▶ **TEXT EXCERPT**
1. Know your listeners as much as possible.  Seems almost too obvious to state, but it is important.  We have to know who is listening when we preach.  If we are a visiting speaker, we need to go into overdrive before the meeting to find out what we can.  If it is our home church, we should be engaged in the lives of those who are listening.  It will influence how we pitch the message, the vocabulary used, the applications chosen, the background information given, etc.  Not to mention the difference it will make if you love the people to whom you preach!

2. Be as relevant as possible.  This is true on so many levels.  We need to be relevant in our vocabulary, in our illustrative material, in our applications of biblical truth, etc.  Relevance is the natural next step on from knowing the listeners.  Our task is not to make the Bible relevant, but to show how relevant it is to these specific people.

▶ **RECORDED DATA**
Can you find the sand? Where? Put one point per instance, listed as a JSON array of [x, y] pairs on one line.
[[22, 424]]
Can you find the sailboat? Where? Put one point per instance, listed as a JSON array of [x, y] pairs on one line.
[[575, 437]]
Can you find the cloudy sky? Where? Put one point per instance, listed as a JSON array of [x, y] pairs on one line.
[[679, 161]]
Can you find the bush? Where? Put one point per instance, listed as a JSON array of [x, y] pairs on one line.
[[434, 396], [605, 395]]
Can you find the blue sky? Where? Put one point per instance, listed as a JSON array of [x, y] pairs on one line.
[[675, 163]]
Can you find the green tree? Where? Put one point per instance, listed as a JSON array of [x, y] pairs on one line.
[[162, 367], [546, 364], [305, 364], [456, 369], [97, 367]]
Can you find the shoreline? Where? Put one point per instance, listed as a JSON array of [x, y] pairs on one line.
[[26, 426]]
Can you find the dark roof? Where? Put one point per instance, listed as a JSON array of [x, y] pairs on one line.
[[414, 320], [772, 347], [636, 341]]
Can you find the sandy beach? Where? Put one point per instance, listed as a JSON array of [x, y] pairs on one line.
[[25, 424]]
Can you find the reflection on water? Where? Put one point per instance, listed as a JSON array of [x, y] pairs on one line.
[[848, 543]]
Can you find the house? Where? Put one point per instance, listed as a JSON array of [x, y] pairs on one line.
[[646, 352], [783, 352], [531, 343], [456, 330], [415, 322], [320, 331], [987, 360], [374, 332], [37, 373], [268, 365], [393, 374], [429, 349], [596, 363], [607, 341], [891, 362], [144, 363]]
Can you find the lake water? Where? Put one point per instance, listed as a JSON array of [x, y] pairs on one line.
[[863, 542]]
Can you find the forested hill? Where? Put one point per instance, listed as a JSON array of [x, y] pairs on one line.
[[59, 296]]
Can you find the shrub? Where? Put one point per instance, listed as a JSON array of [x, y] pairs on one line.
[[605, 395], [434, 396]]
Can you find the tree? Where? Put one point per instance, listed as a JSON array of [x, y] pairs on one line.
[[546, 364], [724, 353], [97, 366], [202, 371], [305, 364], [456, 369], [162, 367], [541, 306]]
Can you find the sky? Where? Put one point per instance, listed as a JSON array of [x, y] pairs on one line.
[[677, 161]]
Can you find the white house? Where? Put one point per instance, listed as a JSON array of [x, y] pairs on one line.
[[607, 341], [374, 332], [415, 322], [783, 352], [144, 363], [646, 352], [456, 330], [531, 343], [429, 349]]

---

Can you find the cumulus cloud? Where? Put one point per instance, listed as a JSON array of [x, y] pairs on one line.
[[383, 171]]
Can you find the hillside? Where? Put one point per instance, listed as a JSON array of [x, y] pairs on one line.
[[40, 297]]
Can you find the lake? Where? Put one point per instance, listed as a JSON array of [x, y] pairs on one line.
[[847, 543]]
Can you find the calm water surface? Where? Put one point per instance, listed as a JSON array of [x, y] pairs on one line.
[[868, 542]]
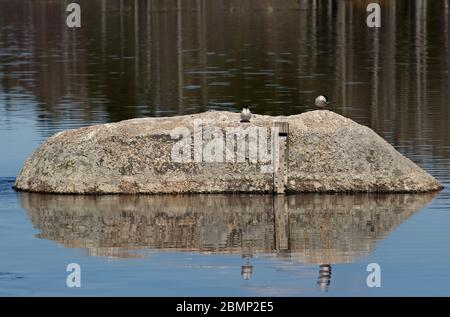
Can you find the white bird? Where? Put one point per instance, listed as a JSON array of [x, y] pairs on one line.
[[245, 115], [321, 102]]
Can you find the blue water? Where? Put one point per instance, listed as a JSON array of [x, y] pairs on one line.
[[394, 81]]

▶ **WHAT THIS EXERCISE ASKS**
1 – In the preaching text, what is our task with respect to the Bible's relevance?
2 – From the listing, copy the lines starting at the one containing "Can you find the sand?" and ending at the one containing "[[575, 437]]", both included.

▶ **RESPONSES PER TASK**
1 – Our task is not to make the Bible relevant but to show how relevant it is to these specific people.

2 –
Can you find the sand? Where? Put one point per instance, listed as a JSON array of [x, y] pairs on one line.
[[22, 424]]
Can you find the sailboat? Where? Put one point per instance, listed as a JSON array of [x, y] pairs on one line.
[[575, 437]]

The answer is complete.